▶ WHAT IS EXPECTED
Copy exactly the last part of the listing below, beginning at the line that contains "Target: blue sky" and including the final line.
[[ RECORDS SHOWN open ]]
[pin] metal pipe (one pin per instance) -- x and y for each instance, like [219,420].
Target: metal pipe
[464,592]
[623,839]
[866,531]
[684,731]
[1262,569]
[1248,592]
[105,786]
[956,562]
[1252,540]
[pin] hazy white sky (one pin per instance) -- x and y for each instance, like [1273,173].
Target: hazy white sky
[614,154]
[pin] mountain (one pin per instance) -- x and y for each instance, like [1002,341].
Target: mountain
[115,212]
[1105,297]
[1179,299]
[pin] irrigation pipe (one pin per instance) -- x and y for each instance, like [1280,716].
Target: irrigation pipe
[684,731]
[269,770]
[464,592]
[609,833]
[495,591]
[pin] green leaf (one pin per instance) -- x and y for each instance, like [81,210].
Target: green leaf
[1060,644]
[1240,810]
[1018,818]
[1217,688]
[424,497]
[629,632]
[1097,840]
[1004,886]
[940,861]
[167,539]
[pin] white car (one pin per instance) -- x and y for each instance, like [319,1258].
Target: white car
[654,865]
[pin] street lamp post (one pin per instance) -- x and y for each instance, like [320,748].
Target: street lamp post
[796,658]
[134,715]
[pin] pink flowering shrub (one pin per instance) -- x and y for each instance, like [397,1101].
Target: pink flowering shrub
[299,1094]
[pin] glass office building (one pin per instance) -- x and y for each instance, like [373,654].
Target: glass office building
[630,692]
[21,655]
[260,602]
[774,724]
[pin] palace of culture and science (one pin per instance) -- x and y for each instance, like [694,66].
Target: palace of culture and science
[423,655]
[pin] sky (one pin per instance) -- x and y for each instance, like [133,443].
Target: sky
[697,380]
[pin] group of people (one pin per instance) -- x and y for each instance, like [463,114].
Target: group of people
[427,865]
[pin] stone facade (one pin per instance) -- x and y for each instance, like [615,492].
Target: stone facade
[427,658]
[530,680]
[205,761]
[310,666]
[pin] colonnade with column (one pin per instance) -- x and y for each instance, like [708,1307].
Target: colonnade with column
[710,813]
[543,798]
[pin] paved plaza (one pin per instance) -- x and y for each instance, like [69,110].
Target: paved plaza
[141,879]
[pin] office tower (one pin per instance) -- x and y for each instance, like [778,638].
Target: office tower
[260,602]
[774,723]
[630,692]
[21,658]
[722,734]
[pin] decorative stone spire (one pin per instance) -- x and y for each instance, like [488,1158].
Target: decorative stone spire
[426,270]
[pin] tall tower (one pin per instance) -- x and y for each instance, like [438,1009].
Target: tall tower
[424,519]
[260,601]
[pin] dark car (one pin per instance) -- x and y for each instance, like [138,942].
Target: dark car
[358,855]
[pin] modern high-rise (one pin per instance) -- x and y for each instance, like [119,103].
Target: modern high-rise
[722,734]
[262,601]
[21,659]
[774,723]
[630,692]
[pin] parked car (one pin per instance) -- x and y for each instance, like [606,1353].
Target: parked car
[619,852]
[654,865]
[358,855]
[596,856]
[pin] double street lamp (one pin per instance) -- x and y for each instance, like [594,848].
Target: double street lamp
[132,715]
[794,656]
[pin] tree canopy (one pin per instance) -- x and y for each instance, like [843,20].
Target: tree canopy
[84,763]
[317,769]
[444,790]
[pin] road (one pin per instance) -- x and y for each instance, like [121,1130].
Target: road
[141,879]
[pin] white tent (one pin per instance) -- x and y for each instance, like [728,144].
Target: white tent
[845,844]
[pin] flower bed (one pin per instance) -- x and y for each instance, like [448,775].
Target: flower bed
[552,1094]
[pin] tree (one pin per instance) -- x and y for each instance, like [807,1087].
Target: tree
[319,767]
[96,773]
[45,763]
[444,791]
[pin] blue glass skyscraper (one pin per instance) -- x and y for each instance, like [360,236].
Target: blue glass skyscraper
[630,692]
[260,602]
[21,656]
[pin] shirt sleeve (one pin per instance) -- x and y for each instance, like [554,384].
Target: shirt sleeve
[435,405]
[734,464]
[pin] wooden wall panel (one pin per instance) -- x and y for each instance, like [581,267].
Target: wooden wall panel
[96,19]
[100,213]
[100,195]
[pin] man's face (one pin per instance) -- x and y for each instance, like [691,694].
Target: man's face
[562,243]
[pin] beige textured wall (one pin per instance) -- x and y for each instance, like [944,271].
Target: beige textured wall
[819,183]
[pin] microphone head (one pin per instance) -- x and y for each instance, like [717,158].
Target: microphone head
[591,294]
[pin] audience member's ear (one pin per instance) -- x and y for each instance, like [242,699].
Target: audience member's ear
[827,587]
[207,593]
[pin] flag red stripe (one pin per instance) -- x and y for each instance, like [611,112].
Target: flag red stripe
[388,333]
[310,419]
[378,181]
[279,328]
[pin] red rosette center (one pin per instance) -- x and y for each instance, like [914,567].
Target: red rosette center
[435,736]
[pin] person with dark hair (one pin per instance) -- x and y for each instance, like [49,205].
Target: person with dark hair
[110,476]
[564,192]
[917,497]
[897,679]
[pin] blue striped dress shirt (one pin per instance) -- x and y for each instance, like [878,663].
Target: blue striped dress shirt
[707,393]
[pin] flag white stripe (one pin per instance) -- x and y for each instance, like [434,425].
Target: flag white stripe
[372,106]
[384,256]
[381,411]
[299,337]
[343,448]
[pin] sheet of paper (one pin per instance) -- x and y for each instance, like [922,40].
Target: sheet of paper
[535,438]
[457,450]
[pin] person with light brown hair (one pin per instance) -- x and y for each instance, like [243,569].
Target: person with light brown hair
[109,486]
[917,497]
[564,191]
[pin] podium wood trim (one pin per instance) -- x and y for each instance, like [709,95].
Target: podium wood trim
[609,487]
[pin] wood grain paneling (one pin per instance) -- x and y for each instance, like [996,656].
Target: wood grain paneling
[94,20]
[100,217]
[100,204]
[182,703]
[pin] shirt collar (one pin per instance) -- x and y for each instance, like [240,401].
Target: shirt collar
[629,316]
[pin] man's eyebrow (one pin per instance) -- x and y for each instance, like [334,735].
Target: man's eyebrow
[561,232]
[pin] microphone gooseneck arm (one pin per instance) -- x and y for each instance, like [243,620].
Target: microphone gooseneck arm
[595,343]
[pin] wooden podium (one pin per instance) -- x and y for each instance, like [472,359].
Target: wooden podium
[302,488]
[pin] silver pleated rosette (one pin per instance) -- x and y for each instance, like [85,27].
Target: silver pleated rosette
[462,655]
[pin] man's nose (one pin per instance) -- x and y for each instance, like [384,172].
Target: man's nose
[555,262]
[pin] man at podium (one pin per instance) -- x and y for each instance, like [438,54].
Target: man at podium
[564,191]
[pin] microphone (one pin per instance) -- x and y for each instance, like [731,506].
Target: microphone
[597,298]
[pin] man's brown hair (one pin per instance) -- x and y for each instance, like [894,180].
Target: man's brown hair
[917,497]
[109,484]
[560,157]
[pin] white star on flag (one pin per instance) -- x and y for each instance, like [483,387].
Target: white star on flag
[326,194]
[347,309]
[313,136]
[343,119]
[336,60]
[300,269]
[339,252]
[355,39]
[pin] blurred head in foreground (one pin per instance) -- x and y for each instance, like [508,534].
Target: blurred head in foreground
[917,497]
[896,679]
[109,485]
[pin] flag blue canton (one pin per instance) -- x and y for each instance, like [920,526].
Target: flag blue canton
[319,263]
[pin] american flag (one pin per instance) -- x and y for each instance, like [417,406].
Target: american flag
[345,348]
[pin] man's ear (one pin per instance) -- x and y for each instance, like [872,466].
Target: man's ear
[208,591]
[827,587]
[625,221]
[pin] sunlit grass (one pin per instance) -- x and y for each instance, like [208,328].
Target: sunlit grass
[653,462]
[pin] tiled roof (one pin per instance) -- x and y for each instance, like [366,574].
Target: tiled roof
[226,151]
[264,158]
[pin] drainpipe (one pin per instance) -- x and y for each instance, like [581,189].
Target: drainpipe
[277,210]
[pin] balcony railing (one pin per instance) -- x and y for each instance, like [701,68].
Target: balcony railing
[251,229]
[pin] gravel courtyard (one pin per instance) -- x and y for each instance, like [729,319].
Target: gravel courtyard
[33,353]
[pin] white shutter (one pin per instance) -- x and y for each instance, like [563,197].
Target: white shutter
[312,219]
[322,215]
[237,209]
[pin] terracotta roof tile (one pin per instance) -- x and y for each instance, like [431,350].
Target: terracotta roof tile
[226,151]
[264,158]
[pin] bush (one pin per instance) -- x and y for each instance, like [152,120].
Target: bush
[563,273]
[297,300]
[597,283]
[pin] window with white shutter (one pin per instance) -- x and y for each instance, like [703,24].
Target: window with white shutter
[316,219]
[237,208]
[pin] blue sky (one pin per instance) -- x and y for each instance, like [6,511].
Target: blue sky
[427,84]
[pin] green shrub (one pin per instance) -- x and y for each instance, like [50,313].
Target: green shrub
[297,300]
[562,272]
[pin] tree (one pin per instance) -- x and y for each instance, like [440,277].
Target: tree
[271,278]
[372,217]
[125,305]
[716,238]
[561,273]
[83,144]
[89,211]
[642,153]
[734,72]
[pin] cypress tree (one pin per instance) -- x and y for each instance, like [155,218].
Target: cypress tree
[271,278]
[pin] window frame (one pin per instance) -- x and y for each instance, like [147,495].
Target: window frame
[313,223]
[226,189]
[[ RECORDS SHOWN closed ]]
▶ SOLUTION TO THE PROBLEM
Target: blue sky
[427,84]
[pin] green shrub (one pin per instance) -- x and y for each instance, like [50,313].
Target: green shrub
[297,300]
[562,272]
[pin] tree (one pin per instance) -- x and y for each instance, like [440,277].
Target: tree
[271,278]
[372,217]
[125,305]
[716,238]
[561,273]
[83,144]
[89,211]
[642,153]
[734,72]
[pin] cypress tree (one pin per instance) -- x and y for each instance, like [155,218].
Target: cypress tree
[271,278]
[pin] window frame (one pin per instance) -- x and y for each instance, like [147,495].
Target: window frame
[313,223]
[226,189]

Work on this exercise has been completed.